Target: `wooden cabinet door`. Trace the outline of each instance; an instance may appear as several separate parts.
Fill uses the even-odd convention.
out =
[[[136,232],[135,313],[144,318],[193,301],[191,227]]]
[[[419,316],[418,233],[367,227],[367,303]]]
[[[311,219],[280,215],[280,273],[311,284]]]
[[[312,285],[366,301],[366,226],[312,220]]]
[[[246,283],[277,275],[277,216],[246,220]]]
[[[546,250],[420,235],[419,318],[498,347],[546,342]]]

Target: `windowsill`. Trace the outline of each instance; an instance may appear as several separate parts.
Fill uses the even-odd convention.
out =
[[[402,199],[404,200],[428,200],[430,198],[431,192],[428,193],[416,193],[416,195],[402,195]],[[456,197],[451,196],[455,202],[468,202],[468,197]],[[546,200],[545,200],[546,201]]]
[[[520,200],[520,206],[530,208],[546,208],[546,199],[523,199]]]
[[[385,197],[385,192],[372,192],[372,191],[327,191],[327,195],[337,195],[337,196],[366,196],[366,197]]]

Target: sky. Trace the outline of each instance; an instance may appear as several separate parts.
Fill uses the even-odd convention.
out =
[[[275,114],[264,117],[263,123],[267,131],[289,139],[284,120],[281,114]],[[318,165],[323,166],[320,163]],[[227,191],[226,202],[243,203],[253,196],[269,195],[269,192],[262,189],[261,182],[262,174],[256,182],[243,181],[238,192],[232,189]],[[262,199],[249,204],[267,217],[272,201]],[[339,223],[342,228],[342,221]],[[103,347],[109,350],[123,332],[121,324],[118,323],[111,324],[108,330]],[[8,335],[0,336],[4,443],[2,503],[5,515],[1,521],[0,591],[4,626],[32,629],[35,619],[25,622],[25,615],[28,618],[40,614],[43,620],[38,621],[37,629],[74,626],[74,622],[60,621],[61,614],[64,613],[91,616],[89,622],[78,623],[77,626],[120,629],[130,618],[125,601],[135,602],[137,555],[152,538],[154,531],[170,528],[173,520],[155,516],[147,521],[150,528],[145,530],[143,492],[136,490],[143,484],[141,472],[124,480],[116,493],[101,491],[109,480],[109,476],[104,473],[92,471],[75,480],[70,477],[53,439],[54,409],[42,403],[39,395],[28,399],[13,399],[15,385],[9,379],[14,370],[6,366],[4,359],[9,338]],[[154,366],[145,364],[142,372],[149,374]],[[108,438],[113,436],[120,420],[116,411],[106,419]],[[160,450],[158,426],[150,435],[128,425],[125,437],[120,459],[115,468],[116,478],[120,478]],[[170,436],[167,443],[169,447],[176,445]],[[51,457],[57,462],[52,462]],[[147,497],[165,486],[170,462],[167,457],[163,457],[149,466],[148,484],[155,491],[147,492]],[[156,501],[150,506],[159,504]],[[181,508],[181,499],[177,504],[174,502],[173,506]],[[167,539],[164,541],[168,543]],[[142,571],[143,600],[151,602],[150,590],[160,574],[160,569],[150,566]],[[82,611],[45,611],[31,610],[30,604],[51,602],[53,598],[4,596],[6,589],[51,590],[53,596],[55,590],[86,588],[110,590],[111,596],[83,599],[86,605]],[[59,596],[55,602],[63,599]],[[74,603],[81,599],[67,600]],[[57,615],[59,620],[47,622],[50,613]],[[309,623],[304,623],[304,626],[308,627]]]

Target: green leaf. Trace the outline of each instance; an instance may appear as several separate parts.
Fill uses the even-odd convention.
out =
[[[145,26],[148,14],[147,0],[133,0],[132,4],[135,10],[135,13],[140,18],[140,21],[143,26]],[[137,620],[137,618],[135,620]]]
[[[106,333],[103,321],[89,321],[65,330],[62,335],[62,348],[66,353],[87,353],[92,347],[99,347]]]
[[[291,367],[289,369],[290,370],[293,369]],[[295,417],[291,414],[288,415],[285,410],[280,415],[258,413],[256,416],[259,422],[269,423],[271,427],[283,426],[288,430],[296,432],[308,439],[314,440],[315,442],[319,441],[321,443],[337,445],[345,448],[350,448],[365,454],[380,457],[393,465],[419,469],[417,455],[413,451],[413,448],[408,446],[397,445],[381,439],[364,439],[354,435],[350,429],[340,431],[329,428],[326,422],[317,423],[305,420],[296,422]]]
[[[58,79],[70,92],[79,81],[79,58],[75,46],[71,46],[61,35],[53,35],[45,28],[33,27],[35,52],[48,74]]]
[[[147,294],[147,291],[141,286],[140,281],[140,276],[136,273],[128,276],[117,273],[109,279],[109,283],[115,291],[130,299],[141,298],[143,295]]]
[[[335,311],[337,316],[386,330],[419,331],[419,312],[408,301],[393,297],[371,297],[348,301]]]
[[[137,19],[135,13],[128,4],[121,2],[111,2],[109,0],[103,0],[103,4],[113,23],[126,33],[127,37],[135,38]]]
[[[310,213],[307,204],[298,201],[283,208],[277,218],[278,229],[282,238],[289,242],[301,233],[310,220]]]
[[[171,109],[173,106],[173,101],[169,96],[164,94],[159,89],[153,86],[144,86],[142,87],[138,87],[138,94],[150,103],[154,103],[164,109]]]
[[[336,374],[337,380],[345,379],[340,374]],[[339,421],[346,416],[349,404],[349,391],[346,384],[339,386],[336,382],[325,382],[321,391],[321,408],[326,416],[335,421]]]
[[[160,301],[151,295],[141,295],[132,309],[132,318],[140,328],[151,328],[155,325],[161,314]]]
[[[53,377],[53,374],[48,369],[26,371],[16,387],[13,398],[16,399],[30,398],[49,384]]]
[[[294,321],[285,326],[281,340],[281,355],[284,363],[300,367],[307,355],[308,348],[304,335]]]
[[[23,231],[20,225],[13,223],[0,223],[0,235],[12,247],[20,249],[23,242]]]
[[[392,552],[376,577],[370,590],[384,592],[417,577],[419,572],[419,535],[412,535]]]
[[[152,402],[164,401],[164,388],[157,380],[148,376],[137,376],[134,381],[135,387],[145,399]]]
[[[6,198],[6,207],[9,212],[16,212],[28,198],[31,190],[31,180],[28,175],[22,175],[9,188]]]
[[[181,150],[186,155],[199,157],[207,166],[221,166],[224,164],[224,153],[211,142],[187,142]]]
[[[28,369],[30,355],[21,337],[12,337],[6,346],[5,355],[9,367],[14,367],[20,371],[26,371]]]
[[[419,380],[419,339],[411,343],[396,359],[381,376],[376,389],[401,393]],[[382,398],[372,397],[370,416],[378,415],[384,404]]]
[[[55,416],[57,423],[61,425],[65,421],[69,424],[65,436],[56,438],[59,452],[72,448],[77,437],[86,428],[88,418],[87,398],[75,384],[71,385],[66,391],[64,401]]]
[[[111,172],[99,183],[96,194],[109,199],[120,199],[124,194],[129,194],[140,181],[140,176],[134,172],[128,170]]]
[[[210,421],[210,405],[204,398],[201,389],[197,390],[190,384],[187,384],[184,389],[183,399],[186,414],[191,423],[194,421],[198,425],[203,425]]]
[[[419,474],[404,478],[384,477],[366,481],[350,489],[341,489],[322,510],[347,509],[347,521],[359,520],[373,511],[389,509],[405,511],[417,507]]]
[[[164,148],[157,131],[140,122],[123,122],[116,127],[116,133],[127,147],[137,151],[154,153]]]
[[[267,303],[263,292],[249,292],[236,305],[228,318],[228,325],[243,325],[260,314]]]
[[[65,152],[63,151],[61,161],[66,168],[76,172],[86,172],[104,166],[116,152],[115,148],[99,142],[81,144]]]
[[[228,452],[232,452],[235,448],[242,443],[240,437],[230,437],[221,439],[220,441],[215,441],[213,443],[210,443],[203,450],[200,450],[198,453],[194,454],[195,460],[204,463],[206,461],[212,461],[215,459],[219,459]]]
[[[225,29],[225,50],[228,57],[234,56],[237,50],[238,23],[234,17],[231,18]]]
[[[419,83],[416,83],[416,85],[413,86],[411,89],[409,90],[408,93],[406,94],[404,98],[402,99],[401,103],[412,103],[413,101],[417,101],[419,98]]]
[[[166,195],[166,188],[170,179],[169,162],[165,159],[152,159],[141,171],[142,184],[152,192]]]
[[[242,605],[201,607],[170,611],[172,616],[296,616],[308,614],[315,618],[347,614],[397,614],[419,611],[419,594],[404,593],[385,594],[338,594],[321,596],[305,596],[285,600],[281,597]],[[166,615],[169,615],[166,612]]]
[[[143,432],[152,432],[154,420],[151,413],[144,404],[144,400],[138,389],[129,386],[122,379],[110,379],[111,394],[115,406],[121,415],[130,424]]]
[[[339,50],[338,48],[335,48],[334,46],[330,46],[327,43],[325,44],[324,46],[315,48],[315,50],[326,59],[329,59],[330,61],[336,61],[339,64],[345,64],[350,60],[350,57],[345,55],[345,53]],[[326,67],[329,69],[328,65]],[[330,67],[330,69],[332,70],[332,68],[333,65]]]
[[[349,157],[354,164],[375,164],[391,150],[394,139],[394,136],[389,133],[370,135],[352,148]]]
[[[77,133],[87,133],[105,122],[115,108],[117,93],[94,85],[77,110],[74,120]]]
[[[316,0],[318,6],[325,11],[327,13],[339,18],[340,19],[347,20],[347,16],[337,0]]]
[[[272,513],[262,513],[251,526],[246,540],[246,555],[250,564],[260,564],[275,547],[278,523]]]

- GIVEN TASK -
Show every line of the material above that contains the string "several".

- THE ANSWER -
Target: `wooden cabinet door`. Trace the outline of each instance; an instance may appear as several separate parts.
Target: `windowsill`. Trace the outline of each instance; an instance may appear as several separate parts.
Target: sky. Trace the outline of each instance; an instance may appear as several separate parts.
Target: green leaf. Trace the outline of each instance; an instance may appear as several separate parts.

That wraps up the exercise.